Menurut dia, kenaikan kasus tersebut salah satunya disebabkan korban, keluarga atau warga yang berani melaporkan kasus tersebut. Pemerintah Provinsi (Pemprov) DKI Jakarta kini memang memiliki beragam kanal untuk pelaporan kasus kekerasan terhadap perempuan dan anak.
"Artinya, kesadaran masyarakat semakin tinggi dan berani mengungkapkan kasus kekerasan yang dialami perempuan dan anak. Kami miliki 44 pos pengaduan dengan dua tenaga ahli yakni konselor dan para legal. Mereka kita tempatkan di 44 kecamatan atau RPTRA," tuturnya.
Iin merinci, kasus yang terbanyak adalah kasus kekerasan seksual pada anak dengan 588 kasus atau 21,9%, disusul perempuan jadi korban KDRT dengan 412 kasus atau 15,4%. Kemudian perempuan jadi korban kekerasan psikis 318 kasus atau 11,9% dan perempuan jadi korban kekerasan fisik sebanyak 276 kasus atau 10,3%.
“Dari komposisi perempuan dan anak, anak itu lebih tinggi,” serunya.

■ **Tugas yang Dikerjakan**:
1. Jawablah pertanyaan berikut berdasarkan kutipan tentang kekerasan terhadap perempuan dan anak.
(a) Berapa jumlah pos pengaduan yang dimiliki?
(b) Apa saja dua tenaga ahli yang ditempatkan di pos pengaduan tersebut?
(c) Berapa jumlah kasus kekerasan seksual pada anak, dan berapa persentasenya?
2. Teruskan kutipan tentang kekerasan terhadap perempuan dan anak mulai dari bagian setelah kalimat terakhirnya.

■ **Informasi yang Ditampilkan**:
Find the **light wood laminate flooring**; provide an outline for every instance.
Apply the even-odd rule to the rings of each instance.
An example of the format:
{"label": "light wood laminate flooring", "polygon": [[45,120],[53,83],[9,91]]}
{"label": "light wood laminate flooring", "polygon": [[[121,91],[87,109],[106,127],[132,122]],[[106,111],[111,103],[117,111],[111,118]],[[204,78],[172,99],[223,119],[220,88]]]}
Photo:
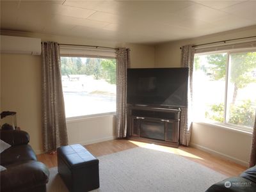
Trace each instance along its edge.
{"label": "light wood laminate flooring", "polygon": [[[234,162],[221,159],[197,148],[180,146],[178,148],[129,141],[115,140],[84,146],[96,157],[108,155],[134,147],[145,147],[173,153],[203,164],[227,177],[237,176],[247,168]],[[48,168],[57,166],[57,154],[42,154],[37,155],[38,160]]]}

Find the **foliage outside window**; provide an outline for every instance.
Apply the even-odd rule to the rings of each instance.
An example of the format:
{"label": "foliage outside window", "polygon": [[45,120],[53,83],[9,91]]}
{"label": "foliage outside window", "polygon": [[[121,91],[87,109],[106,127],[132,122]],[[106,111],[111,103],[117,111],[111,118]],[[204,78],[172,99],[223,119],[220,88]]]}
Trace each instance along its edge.
{"label": "foliage outside window", "polygon": [[66,117],[116,111],[116,60],[61,57]]}
{"label": "foliage outside window", "polygon": [[195,118],[252,128],[256,109],[256,52],[195,55]]}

■ **Hasil Akhir**:
1.
(a) 44 pos pengaduan.
(b) Konselor dan para legal.
(c) 588 kasus, atau 21,9%.

2.
Lokasi kekerasan kepada perempuan dan anak itu paling banyak terjadi di dalam rumah dengan 1.132 kasus atau 56,3%. Lalu, di jalan dengan 135 kasus atau 6,7%. Selanjutnya di kos-kosan 126 kasus atau 6,3%, di sekolah sebanyak 119 kasus atau 5,9%, di kontrakan 88 kasus atau 4,4%, dan di hotel 86 kasus atau 4,3%.
Kemudian untuk terlapor pelaku kekerasan perempuan dan anak paling banyak adalah suami dengan 503 kasus atau sekitar 22,3%. Kemudian dilakukan oleh teman sebanyak 351 orang atau 15, 7%, dan orang tidak dikenal sebanyak 281 kasus atau 12,6%.
Lalu, kekerasan yang dilakukan oleh tetangga sebanyak 203 kasus atau 9,1%, kekerasan dilakukan ayah kandung ada 197 kasus dengan 8,8%, dan pacar dengan 147 kasus atau sekitar 6,6%.
Sementara untuk korban kekerasan anak dan perempuan terbanyak berdasarkan kota atau KTP korban yang terbanyak ada di Jakarta Timur dengan 513 korban. Diikuti Jakarta Selatan 337 korban, dan Jakarta Barat 316 korban.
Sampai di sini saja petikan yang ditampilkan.